Goal: Gather each line in the records below that contains the word "pedestal", and copy every such line in full.

Data excerpts:
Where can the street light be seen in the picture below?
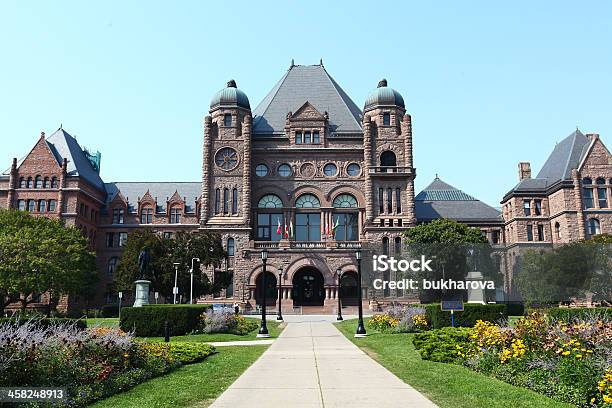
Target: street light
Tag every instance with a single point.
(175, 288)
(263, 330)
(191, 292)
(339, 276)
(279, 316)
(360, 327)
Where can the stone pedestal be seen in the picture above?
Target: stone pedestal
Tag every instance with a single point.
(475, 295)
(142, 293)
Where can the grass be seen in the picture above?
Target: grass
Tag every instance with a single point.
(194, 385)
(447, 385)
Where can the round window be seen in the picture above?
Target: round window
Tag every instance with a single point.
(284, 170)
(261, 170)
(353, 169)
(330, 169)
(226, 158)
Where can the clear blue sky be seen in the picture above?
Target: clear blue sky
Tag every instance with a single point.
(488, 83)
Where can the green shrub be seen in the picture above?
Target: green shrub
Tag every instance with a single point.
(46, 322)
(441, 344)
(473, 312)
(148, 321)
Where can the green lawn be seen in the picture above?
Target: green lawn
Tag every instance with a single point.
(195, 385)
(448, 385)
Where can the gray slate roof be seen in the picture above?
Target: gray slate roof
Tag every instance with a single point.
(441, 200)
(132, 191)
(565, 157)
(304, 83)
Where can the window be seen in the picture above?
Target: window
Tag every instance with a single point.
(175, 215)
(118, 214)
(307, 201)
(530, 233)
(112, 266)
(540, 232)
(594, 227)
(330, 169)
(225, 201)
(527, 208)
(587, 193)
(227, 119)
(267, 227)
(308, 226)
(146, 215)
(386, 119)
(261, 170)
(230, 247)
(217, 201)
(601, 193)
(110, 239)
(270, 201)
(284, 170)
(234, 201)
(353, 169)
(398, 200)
...
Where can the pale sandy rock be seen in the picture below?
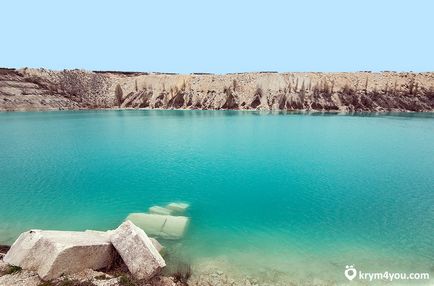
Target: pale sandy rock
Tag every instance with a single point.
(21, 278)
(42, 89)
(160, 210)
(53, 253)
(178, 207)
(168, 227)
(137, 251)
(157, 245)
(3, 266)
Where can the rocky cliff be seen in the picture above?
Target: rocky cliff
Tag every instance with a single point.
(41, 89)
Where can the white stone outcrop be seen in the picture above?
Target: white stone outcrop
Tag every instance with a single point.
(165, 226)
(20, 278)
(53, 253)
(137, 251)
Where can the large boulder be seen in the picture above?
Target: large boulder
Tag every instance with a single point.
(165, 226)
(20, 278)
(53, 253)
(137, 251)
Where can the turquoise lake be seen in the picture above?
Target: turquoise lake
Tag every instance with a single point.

Result of this task:
Where can the stone pedestal be seen in the picture above?
Target: stone pedestal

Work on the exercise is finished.